» EXERCISE DESCRIPTION
Swap "instance" for "occurrence" and give the listing again with nothing else changed, starting at the first line of the listing and ending at the line that contains "(1006, 650)".

Records:
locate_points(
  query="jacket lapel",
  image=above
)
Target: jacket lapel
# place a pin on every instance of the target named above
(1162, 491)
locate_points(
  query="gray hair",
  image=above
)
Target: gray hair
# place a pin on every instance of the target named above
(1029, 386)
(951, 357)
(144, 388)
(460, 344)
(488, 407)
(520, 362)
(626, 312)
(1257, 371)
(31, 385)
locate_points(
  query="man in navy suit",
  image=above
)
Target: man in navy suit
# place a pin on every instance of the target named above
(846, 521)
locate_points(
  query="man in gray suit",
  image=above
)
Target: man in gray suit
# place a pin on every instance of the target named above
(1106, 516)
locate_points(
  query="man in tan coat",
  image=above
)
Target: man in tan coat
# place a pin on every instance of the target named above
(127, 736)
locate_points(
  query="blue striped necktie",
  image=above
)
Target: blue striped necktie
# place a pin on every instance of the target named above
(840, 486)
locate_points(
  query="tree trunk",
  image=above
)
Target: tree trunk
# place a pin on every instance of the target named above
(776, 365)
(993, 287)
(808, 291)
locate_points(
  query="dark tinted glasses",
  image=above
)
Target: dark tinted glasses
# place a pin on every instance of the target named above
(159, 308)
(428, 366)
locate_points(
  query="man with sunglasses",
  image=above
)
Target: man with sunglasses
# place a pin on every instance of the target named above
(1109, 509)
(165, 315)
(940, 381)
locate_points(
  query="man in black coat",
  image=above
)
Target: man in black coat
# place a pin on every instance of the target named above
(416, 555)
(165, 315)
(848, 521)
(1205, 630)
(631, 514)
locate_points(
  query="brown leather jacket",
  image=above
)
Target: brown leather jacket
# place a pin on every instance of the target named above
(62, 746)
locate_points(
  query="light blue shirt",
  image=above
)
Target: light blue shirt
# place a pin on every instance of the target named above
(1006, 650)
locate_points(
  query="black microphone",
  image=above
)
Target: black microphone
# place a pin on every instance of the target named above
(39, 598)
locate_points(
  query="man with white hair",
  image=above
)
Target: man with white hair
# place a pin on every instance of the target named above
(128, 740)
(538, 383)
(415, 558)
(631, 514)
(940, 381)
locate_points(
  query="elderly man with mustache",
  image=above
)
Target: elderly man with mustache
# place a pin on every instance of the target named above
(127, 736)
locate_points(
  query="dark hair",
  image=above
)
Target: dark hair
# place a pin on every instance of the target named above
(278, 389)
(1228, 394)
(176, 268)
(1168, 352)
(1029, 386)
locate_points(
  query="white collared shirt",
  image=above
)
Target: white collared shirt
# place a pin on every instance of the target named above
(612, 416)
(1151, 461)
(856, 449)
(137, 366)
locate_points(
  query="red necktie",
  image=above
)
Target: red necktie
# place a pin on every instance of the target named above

» ANSWER BELOW
locate_points(
  query="jacket lapel",
  image=above
)
Target: jacket lapel
# place a pin on every occurrence of the target named above
(1162, 491)
locate_points(
  query="gray hair",
  image=above
)
Target: gray hair
# place a pin on every occurrence of the target named above
(1029, 386)
(951, 357)
(144, 388)
(460, 344)
(488, 407)
(520, 362)
(626, 312)
(1257, 371)
(31, 385)
locate_points(
  query="man in navy suit",
  image=above
)
Target: man in navy suit
# place a pin on every occurrence of the target named above
(846, 521)
locate_points(
  query="man in gray suit",
  image=above
)
Target: man in gray suit
# place a pin on every occurrence of the target named above
(1106, 516)
locate_points(
  query="man in tan coat",
  image=above
)
Target: man in tan coat
# place a pin on every occurrence of the target named above
(127, 736)
locate_points(
  query="blue striped necktie",
  image=above
)
Target: blue striped necktie
# place a pin on every occurrence of the target named above
(840, 486)
locate_points(
  query="tree trunk",
  image=above
)
Target: tree trunk
# place a pin on every occurrence of the target named above
(776, 365)
(993, 287)
(808, 291)
locate_points(
  query="dark tinted glasses",
  image=above
)
Target: dark tinted glasses
# place a pin on every occurrence of the target named above
(159, 308)
(428, 366)
locate_points(
  query="man with sunglasses",
  image=above
)
Target: man with sunglasses
# place a pin on every occurrence of the target named above
(1109, 509)
(165, 315)
(940, 381)
locate_points(
  query="man in black coat",
  image=above
)
Target: man in black coat
# place a pin on every occurrence of the target named above
(416, 555)
(165, 315)
(848, 521)
(1205, 630)
(631, 514)
locate_points(
  query="brown leather jacket",
  image=above
)
Target: brown leather jacket
# place a pin on every occurrence of the target named above
(62, 746)
locate_points(
  query="light blue shirt",
  image=above
)
Target: light blue shirt
# place a pin on every occurrence of the target named above
(1006, 650)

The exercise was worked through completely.